## Given request:
How many lines in the items below contain the word "frame"? Reply with the number alone.
>> begin
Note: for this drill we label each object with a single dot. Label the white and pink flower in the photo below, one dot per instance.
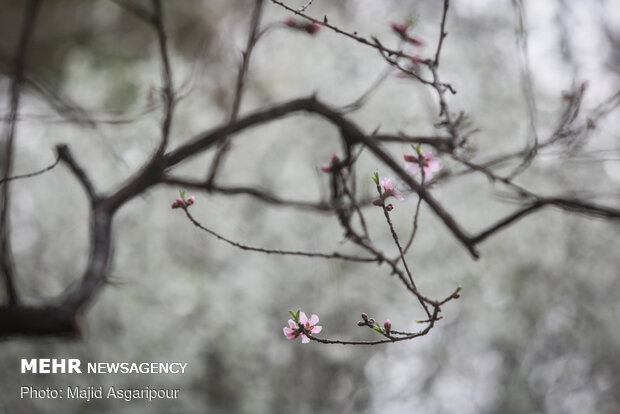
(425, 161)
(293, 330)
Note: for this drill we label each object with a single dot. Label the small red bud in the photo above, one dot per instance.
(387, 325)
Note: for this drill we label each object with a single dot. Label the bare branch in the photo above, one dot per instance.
>> end
>> begin
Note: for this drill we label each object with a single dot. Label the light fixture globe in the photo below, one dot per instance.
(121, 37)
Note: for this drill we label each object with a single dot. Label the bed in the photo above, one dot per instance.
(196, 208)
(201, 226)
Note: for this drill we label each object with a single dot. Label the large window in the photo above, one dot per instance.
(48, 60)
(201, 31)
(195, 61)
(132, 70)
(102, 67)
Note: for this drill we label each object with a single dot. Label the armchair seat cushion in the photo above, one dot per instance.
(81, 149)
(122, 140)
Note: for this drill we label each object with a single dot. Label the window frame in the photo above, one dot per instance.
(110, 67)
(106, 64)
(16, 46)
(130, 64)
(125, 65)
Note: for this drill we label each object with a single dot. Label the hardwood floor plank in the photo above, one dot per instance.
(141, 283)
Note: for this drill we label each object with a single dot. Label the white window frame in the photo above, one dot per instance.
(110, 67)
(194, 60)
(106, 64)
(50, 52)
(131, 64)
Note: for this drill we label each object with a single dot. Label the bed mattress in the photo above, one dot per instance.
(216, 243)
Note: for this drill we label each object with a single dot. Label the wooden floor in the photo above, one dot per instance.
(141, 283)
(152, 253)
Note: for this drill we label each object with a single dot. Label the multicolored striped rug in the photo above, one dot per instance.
>> end
>> begin
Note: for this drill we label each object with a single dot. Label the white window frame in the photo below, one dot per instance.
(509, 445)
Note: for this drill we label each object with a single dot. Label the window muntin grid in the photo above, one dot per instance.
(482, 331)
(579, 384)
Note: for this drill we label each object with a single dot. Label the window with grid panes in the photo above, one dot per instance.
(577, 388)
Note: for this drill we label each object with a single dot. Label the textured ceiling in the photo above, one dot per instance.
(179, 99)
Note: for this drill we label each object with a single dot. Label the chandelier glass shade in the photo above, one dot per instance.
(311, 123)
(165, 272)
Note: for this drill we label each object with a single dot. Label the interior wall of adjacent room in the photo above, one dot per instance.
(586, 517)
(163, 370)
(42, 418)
>> end
## Answer to the task:
3